Task to complete: Rewrite the records below with "marker" switched to "dot" at every occurrence and everything else unchanged. Leave the pictures out of your answer.

Data lines:

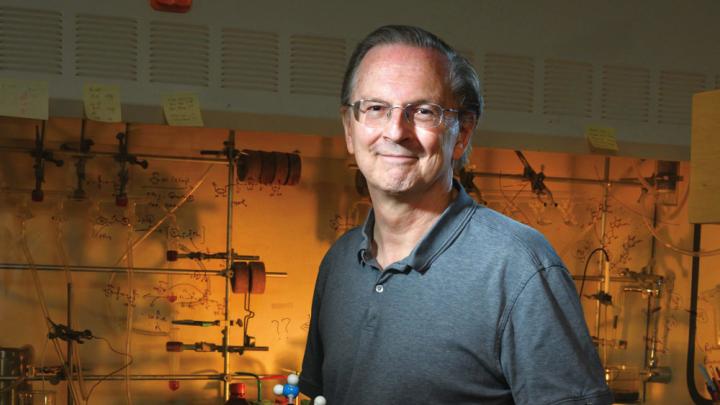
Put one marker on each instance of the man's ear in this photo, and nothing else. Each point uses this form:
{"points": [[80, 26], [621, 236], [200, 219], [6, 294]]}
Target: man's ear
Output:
{"points": [[466, 127], [347, 126]]}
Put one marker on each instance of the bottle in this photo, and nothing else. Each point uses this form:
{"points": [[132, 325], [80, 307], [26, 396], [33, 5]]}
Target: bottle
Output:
{"points": [[237, 395]]}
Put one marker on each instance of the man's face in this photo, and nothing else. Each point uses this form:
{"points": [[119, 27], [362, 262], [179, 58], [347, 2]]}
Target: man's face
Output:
{"points": [[400, 158]]}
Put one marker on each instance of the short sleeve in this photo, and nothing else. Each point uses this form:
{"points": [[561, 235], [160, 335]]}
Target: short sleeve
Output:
{"points": [[310, 382], [546, 352]]}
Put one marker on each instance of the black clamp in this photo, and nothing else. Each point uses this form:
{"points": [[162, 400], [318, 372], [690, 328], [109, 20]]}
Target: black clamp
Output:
{"points": [[84, 149], [124, 157], [60, 331], [537, 180]]}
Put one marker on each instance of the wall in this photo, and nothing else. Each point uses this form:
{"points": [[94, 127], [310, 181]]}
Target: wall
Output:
{"points": [[290, 228], [549, 70]]}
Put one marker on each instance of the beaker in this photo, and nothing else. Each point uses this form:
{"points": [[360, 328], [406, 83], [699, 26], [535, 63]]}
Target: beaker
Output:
{"points": [[36, 398]]}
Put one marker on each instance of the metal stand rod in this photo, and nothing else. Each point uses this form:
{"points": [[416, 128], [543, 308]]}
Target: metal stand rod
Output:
{"points": [[606, 279], [136, 377], [558, 179], [110, 269], [172, 158], [69, 350], [230, 151]]}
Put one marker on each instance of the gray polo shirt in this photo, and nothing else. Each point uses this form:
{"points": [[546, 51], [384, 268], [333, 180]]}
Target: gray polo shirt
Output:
{"points": [[482, 311]]}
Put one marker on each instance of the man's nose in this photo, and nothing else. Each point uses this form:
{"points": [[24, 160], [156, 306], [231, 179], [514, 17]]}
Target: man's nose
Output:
{"points": [[398, 126]]}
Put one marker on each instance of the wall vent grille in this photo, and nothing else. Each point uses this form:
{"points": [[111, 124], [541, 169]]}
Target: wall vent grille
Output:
{"points": [[625, 93], [567, 88], [179, 53], [509, 82], [317, 65], [250, 60], [675, 90], [106, 47], [30, 40]]}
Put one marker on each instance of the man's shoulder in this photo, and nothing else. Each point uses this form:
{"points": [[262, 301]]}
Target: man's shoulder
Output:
{"points": [[349, 242], [505, 235], [501, 228]]}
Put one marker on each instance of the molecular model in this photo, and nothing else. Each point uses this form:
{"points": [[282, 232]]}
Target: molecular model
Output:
{"points": [[291, 391]]}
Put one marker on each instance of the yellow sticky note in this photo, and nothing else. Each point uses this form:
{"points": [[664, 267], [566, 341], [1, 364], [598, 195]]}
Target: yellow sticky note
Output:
{"points": [[102, 102], [601, 138], [24, 98], [182, 109]]}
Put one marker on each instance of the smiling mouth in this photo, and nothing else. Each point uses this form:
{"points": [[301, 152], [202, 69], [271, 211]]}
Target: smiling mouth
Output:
{"points": [[399, 157]]}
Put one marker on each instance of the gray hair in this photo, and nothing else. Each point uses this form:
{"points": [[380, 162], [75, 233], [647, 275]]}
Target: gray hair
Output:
{"points": [[463, 79]]}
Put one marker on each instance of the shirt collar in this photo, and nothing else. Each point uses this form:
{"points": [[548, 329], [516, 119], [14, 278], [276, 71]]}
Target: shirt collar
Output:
{"points": [[436, 240]]}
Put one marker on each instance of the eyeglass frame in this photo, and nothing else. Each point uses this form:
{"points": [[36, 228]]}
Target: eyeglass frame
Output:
{"points": [[355, 107]]}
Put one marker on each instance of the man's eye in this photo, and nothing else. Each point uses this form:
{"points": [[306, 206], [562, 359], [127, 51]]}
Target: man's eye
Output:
{"points": [[375, 108], [425, 111]]}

Exercise solution:
Put one dot on each instance of the man's ear in this photo, and nothing else. Each point uses this form:
{"points": [[80, 26], [621, 236], [200, 219], [6, 294]]}
Target: man's ear
Output:
{"points": [[466, 127], [347, 126]]}
Put one dot on each instance of the bottle in this photo, and nothing else. Each point uses this form:
{"points": [[132, 325], [80, 307], [26, 396], [33, 5]]}
Target: bottle
Output:
{"points": [[237, 395]]}
Put one dot on each instance of the man's face in this photo, and nothing else. Each point uses this form:
{"points": [[119, 27], [362, 262], [179, 58], [347, 2]]}
Target: man's face
Output:
{"points": [[400, 158]]}
Put one dot on each instance of the short sleeve in this photo, and nothing else. Each point uses this form:
{"points": [[561, 235], [160, 335]]}
Target: short sleeve
Output:
{"points": [[310, 382], [546, 352]]}
Put one dot on each instance of the black clamp in this photo, and nothing else. Each point uses this form:
{"points": [[162, 400], [318, 372], [690, 328], [109, 20]]}
Target: black clamp
Output:
{"points": [[84, 149], [124, 157], [60, 331], [537, 180]]}
Put one dot on each instance of the wall in this photo, and nothing else. Each point uses this form:
{"points": [[94, 127], [310, 181]]}
Target: wall
Output:
{"points": [[290, 228], [549, 70]]}
Put one dot on each instance of the beaker in this photo, and nothing else. Each point uses this form:
{"points": [[360, 328], [406, 83], [699, 26], [535, 63]]}
Target: beaker
Output:
{"points": [[36, 398]]}
Put one dot on each instance of the metal stand rod in this photo, and nothing else. Each point uses this form:
{"points": [[416, 128], [543, 308]]}
Target: metal stand rod
Output:
{"points": [[606, 279], [136, 377], [558, 179], [110, 269], [172, 158], [69, 350], [230, 151]]}
Put one dot on each instance of the gray polo shirt in this photo, and nothing else. Each point uses this form:
{"points": [[546, 51], [384, 268], [333, 180]]}
Target: gray polo shirt
Output:
{"points": [[482, 311]]}
Put one dot on each instance of the man's nose in this photo, and nothing else. Each point uses this form:
{"points": [[24, 160], [156, 306], [231, 179], [514, 17]]}
Target: man's nose
Output:
{"points": [[398, 126]]}
Put one dot on each instance of the wall vent grille in this photo, and nothing else. Each point uses this form:
{"points": [[111, 124], [541, 169]]}
Target: wall vent grille
Output:
{"points": [[625, 93], [567, 88], [179, 53], [509, 82], [317, 65], [250, 60], [675, 90], [106, 47], [30, 40]]}
Put one dot on each instance of the man's shoulder in this photo, and nothing else. Each point uses this form:
{"points": [[262, 301]]}
Target: man's shoulder
Output:
{"points": [[349, 242], [505, 235], [501, 228]]}
Put one dot on each instance of the molecular model in this photo, and nothing else. Each point uses this form:
{"points": [[282, 232]]}
Target: molecular model
Output:
{"points": [[291, 391]]}
Put one dot on each instance of the yellow sticky note in this photo, and nothing else. Each point uses this form:
{"points": [[664, 267], [566, 341], [1, 364], [598, 195]]}
Target: yellow sticky note
Output:
{"points": [[102, 102], [601, 138], [24, 98], [182, 109]]}
Put one dot on each instance of the smiling mouth in this photo, and nothing else. Each point uses this form:
{"points": [[301, 152], [202, 69], [271, 211]]}
Target: smiling mouth
Output:
{"points": [[399, 157]]}
Put one dot on each instance of the gray hair in this photo, and nothing else. Each point uses this form:
{"points": [[380, 162], [75, 233], [647, 275]]}
Target: gray hair
Output:
{"points": [[463, 79]]}
Put one dot on each instance of the shirt collar in this photo, and nothing else. Each point uses this form:
{"points": [[548, 329], [516, 119], [14, 278], [276, 71]]}
Target: shirt collar
Output:
{"points": [[436, 240]]}
Put one dot on each instance of the eyeglass frame in this photo, and nothing else. Each point uses this form:
{"points": [[36, 228]]}
Target: eyeglass frame
Output:
{"points": [[355, 107]]}
Put one dot on each instance of the man's eye in this photo, and nothing else. Each point uses this form:
{"points": [[306, 206], [562, 359], [127, 51]]}
Target: man's eye
Output:
{"points": [[375, 108], [425, 111]]}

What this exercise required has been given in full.